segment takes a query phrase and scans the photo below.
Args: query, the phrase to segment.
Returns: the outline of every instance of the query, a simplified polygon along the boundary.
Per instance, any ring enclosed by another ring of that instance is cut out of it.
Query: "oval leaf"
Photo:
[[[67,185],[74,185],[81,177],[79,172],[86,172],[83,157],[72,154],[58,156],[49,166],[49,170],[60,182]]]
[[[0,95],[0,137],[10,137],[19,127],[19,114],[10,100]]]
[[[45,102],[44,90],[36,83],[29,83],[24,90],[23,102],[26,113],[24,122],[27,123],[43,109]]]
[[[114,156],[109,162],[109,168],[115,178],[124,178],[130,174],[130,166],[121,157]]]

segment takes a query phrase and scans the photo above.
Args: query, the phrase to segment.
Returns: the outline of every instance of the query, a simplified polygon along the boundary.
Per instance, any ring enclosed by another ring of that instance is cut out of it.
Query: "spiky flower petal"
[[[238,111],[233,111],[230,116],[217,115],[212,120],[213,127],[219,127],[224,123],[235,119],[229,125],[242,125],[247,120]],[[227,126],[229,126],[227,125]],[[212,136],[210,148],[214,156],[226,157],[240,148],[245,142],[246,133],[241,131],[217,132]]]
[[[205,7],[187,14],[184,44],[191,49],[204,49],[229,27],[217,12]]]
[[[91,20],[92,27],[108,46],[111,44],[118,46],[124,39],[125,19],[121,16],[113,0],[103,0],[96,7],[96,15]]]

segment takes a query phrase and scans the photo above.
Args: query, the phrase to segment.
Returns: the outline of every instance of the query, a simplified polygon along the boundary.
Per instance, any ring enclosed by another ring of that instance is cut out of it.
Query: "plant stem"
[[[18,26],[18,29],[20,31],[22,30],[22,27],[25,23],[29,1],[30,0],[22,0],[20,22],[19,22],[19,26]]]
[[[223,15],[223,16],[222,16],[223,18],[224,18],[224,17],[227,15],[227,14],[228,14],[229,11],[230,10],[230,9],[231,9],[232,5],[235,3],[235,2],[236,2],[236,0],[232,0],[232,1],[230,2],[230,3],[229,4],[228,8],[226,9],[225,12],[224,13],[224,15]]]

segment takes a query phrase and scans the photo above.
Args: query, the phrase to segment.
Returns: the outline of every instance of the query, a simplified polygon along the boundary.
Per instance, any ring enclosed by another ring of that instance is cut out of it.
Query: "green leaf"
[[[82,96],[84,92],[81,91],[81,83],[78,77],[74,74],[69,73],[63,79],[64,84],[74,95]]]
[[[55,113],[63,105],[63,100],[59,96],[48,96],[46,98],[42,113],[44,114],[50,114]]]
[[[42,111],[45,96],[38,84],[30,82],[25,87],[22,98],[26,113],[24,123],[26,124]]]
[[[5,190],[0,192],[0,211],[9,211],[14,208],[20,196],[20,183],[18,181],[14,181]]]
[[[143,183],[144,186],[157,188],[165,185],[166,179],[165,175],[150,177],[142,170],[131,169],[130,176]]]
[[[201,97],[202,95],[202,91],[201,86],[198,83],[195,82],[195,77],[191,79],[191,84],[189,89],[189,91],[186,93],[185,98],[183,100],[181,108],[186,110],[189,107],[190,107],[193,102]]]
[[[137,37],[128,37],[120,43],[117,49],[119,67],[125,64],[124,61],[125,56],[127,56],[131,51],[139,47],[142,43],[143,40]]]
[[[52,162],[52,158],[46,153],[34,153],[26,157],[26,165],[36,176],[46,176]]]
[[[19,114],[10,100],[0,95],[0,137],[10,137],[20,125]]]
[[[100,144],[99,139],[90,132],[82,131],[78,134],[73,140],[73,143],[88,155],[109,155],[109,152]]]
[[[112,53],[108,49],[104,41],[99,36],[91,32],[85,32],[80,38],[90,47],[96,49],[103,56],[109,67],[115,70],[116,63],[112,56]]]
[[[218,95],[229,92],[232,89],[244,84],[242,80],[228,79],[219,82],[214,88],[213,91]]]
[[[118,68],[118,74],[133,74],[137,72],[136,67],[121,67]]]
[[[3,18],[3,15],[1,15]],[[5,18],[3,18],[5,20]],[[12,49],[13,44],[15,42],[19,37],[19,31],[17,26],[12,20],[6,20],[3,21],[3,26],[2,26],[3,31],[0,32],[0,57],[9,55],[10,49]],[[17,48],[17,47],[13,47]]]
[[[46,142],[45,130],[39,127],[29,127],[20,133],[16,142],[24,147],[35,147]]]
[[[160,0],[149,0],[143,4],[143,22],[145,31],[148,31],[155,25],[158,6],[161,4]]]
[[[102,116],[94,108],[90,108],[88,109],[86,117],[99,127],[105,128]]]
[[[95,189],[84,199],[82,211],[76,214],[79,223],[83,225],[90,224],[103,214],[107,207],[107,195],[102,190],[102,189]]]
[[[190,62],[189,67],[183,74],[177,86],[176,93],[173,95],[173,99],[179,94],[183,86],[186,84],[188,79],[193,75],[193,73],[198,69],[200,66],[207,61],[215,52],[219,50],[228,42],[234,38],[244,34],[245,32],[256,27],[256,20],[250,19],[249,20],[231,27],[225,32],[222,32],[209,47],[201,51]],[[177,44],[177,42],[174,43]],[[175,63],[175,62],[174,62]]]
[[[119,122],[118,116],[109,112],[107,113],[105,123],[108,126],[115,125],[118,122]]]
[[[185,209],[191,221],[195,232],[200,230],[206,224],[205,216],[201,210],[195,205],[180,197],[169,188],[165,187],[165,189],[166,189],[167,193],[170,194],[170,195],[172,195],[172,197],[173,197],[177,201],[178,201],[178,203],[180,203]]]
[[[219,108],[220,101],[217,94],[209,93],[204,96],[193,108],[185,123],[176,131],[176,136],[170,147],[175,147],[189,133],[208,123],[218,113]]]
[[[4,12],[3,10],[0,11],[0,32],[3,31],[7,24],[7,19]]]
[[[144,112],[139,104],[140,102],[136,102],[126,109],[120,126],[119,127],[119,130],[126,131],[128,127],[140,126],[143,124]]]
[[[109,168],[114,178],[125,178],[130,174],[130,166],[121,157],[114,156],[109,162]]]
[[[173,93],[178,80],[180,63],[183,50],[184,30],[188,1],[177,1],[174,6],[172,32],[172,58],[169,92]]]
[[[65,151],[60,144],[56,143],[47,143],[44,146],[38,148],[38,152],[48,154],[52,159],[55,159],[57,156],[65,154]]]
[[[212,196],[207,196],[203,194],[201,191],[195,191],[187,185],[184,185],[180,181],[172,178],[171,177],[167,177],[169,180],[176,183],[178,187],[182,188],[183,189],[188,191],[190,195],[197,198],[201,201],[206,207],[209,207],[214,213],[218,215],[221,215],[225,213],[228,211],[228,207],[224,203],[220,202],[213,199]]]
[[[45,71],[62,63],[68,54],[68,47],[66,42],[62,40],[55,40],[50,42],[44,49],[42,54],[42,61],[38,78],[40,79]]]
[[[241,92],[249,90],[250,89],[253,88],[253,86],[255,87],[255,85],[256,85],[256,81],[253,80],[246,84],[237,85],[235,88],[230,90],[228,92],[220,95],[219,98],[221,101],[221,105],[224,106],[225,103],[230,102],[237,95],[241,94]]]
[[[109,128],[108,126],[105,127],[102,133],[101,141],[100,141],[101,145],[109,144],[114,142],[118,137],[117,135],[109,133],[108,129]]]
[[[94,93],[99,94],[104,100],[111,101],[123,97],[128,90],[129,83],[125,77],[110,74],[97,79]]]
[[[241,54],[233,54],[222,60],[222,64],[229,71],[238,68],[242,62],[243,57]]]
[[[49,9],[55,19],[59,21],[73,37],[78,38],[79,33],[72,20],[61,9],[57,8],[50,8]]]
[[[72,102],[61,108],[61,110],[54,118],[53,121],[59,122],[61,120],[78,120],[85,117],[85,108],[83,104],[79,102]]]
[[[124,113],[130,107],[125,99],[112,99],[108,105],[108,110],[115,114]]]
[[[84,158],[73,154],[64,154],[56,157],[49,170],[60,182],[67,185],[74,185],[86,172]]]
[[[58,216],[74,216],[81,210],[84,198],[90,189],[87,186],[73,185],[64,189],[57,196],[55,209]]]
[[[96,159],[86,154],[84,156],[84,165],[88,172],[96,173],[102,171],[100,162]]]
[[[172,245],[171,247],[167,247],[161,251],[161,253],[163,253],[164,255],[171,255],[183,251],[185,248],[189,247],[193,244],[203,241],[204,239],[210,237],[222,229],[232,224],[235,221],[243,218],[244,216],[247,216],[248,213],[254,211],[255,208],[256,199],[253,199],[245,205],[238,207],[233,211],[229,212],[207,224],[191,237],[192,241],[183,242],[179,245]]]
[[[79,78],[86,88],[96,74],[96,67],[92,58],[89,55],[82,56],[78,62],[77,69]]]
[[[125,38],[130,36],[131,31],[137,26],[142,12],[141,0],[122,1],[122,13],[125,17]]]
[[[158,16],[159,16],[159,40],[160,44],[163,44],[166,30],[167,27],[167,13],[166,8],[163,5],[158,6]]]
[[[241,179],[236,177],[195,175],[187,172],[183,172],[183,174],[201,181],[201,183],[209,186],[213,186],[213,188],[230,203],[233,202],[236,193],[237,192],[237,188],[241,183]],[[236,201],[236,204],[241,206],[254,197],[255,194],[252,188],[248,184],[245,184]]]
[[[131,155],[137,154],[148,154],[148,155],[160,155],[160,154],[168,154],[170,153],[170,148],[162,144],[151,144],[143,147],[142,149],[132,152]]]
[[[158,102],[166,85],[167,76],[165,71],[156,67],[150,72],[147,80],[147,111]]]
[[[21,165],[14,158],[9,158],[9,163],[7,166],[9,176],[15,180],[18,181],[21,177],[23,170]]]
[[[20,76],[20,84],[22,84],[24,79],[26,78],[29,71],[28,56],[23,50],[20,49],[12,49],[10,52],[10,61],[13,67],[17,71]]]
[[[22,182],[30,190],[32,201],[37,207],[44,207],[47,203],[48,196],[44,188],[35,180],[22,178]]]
____________
— What to produce —
Revise the items from the beginning through the line containing "[[[0,95],[0,137],[10,137],[19,127],[19,114],[10,100]]]", changing "instance" to "occurrence" wherever it occurs and keeping everything else the same.

— Exercise result —
segment takes a query phrase and scans the photo below.
Args: query, the phrase to segment.
Returns: the outline of every occurrence of the query, a simplified polygon along the boundary.
Per occurrence, any ring enclosed by another ring of that occurrence is cut out of it.
Query: "oval leaf"
Photo:
[[[67,185],[74,185],[81,177],[79,172],[86,172],[83,157],[72,154],[58,156],[49,166],[49,170],[60,182]]]
[[[0,95],[0,137],[10,137],[19,127],[19,114],[10,100]]]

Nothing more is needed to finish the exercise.